* Begin PASSAGE TO READ *

Most of the caves were Buddhist viharas, meant for living, studying, and meditating. The larger caves, which functioned as chaityas, or halls for congregational worship, are lined with intricately carved Buddhist sculptures, reliefs, pillars and rock-cut stupas. Avalokiteshwara is the most distinctive figure. The large number of viharas indicates there was a well organized establishment of Buddhist monks. This establishment was also connected with many trade centers, such as the ports of Sopara, Kalyan, Nasik, Paithan and Ujjain. Kanheri was a university center by the time the area was under the rule of the Maurayan and Kushan empires. In the late 10th century, the Buddhist teacher Atisha came to the Krishnagiri Vihara to study Buddhist meditation under Rahulagupta.

Inscriptions at Kanheri

Nearly 51 legible inscriptions and 26 epigraphs are found at Kanheri, which include inscriptions in Brahmi, Devanagari and 3 Pahlavi epigraphs found in Cave 90. One of the significant inscriptions mentions the marriage of Satavahana ruler Vashishtiputra Satakarni with the daughter of Rudradaman I:
There are also two inscriptions of Yajna Sri Satakarni, in cave No. 81, and in the Chaitya cave No. 3.
A 494-495 CE inscription found at Kanheri mentions the Traikutaka dynasty.

Description of the caves

The Island of Salsette, or Shatshashthi, at the head of Mumbai harbour, is uniquely rich in rock-cut temples, with works of this kind found at Kanheri, Marol, Magathane, Mahakali Caves, Mandapeshwar Caves, and Jogeshwari Caves. Kanheri lies a few miles from Thane, and contains the most extensive series in this grouping, with about 109 separate caves.
With easy access from Mumbai and Vasai, the caves attracted attention early in the colonial eras. They were described by Portuguese visitors in the 16th century and by European voyagers and travellers like Linschoten, Fryer, Gemelli Careri, Anquetil Du Perron and others.
The cave grouping sits about six miles from Thane, and two miles north of the Tulsi lake. The caves are excavated within one large hill and situated in the midst of an immense tract of forest country. Most of the hills in the neighborhood are covered with jungle, but this one is nearly bare, its summit being formed by
a large, rounded mass of compact rock, under which a softer stratum has in many places been washed out by the rains, thus forming natural caves. It is in the stratum below this that most of the excavations are situated. The cave rock is a volcanic breccia, which forms the whole of the hilly district of the island, culminating to the north of the caves in a point about 1,550 feet above the sea level.

* End PASSAGE TO READ *
* Begin SUPPLIED DATA *

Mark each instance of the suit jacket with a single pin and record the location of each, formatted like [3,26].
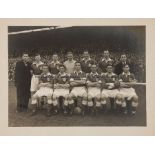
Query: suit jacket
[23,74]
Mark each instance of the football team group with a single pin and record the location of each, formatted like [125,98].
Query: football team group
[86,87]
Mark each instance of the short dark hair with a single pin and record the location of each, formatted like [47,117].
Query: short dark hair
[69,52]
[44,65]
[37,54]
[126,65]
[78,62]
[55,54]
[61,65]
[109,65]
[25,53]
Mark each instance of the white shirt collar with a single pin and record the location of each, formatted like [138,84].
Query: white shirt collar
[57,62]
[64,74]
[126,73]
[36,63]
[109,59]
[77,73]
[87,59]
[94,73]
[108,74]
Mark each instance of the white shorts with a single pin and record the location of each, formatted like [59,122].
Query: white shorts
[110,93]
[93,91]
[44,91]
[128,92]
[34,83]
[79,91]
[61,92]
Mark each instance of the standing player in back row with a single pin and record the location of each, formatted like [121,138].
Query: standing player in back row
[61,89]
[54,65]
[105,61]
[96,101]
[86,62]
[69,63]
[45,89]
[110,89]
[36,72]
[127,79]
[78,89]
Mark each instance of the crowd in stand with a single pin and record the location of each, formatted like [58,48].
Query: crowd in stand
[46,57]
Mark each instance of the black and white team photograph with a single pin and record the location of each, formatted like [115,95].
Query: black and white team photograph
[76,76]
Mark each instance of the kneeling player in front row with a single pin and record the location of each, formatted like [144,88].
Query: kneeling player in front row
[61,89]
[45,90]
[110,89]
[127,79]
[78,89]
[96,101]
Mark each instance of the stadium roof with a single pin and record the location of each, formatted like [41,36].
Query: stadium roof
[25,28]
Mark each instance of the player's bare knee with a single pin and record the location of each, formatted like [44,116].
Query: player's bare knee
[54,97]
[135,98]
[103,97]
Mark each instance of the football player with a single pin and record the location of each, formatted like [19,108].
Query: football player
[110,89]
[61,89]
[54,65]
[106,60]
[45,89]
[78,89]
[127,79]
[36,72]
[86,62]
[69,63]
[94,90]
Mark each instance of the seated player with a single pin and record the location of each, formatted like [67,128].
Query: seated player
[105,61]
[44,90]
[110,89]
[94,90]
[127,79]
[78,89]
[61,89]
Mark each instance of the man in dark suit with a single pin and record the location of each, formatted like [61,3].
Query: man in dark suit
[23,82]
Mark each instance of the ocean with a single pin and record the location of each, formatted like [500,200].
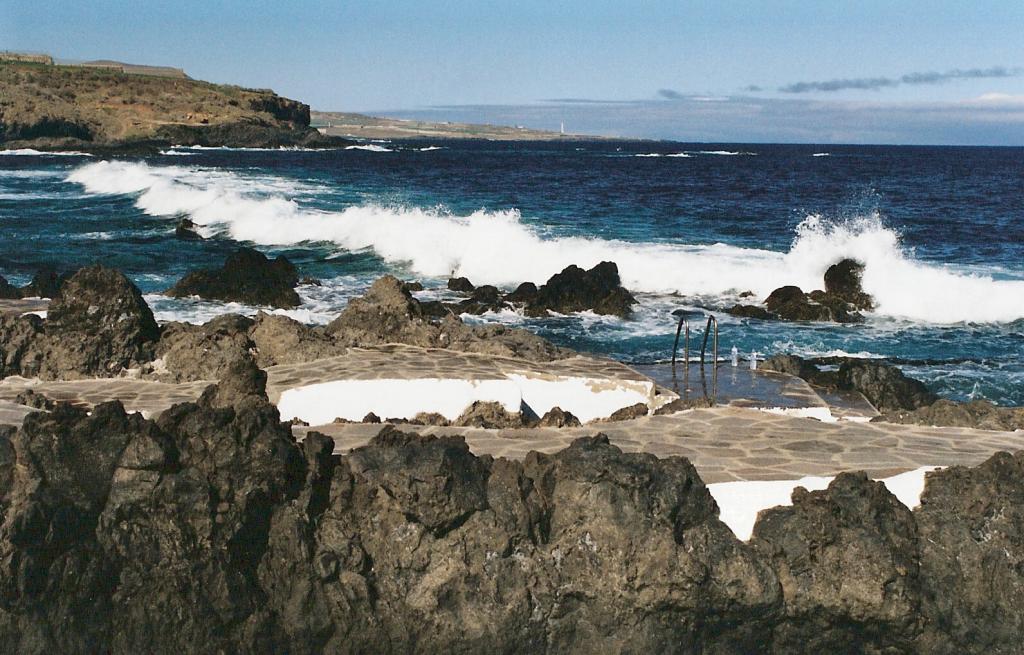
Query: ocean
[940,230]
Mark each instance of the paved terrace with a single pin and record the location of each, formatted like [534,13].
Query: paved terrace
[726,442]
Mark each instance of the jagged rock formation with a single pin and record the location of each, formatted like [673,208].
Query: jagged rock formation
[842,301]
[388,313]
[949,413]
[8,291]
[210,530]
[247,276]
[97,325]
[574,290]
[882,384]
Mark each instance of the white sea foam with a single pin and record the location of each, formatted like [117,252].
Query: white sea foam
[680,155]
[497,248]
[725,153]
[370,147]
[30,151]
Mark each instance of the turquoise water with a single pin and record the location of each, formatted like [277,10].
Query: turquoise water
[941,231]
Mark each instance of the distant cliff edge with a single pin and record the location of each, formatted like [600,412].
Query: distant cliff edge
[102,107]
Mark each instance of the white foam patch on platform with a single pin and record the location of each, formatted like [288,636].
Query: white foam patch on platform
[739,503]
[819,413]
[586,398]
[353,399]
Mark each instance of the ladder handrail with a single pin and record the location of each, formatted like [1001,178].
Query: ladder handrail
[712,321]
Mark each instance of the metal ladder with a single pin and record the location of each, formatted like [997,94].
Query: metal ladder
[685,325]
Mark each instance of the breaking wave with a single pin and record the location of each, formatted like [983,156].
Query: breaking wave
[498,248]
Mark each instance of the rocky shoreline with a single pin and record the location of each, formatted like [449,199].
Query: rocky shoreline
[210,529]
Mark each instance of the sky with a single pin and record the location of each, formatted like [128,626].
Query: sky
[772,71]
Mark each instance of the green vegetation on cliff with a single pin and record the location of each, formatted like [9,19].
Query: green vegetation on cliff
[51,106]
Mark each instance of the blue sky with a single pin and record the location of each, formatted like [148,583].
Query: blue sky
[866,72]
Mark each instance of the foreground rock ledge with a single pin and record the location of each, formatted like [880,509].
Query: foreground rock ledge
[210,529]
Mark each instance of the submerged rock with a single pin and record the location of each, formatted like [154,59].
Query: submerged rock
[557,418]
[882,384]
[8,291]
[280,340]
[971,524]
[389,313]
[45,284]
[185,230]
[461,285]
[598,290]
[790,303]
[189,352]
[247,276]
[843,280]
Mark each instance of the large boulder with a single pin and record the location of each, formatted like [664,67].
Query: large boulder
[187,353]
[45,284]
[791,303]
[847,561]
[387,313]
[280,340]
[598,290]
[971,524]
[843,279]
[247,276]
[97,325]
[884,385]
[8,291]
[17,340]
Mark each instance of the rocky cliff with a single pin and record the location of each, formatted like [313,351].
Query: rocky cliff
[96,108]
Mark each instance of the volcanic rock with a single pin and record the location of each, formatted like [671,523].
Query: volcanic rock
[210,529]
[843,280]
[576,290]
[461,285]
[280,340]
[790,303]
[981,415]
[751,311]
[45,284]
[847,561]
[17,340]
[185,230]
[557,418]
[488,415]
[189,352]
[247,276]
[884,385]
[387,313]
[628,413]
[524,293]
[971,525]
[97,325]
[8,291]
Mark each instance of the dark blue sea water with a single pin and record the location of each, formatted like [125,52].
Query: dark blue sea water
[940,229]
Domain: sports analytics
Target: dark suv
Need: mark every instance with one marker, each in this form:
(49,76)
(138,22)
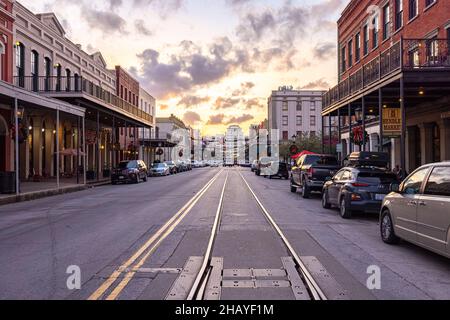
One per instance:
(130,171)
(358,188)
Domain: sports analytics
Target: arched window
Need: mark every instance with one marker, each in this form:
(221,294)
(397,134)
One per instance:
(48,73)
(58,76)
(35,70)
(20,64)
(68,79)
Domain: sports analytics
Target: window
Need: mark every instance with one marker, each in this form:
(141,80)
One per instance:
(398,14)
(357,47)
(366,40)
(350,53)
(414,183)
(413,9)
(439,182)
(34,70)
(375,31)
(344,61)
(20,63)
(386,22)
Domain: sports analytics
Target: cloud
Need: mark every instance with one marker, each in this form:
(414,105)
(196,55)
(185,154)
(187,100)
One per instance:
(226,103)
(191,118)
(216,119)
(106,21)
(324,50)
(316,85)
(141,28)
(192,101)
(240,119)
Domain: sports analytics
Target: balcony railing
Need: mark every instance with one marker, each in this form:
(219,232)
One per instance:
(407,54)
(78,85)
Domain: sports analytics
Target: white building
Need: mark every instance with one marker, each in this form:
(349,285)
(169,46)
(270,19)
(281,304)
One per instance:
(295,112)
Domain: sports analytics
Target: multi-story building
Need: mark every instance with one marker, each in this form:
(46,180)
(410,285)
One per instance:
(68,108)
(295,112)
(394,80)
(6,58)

* End SUPPLIED DATA *

*SET TASK 1*:
Write out the Kanheri caves passage from "Nearly 51 legible" up to and including "the Traikutaka dynasty.", substituting "Traikutaka rulers" for "Traikutaka dynasty".
*SET TASK 2*:
Using the Kanheri caves passage, decide whether each statement agrees with it. Answer yes or no for each, quoting the words that settle it.
(a) Kanheri has about 109 separate caves.
(b) The cave rock is granite.
(c) Atisha came to the Krishnagiri Vihara in the late 10th century.
*SET TASK 3*:
Answer these questions from the Kanheri caves passage.
(a) In which cave were the 3 Pahlavi epigraphs found?
(b) How far north of the Tulsi lake is the cave grouping?
(c) Which figure is the most distinctive?
The rows have no connection to the Kanheri caves passage.

*RESPONSE 1*:
Nearly 51 legible inscriptions and 26 epigraphs are found at Kanheri, which include inscriptions in Brahmi, Devanagari and 3 Pahlavi epigraphs found in Cave 90. One of the significant inscriptions mentions the marriage of Satavahana ruler Vashishtiputra Satakarni with the daughter of Rudradaman I:
There are also two inscriptions of Yajna Sri Satakarni, in cave No. 81, and in the Chaitya cave No. 3.
A 494-495 CE inscription found at Kanheri mentions the Traikutaka rulers.

*RESPONSE 2*:
(a) Yes: "with about 109 separate caves"
(b) No: "The cave rock is a volcanic breccia"
(c) Yes: "In the late 10th century, the Buddhist teacher Atisha came to the Krishnagiri Vihara"

*RESPONSE 3*:
(a) Cave 90
(b) Two miles
(c) Avalokiteshwara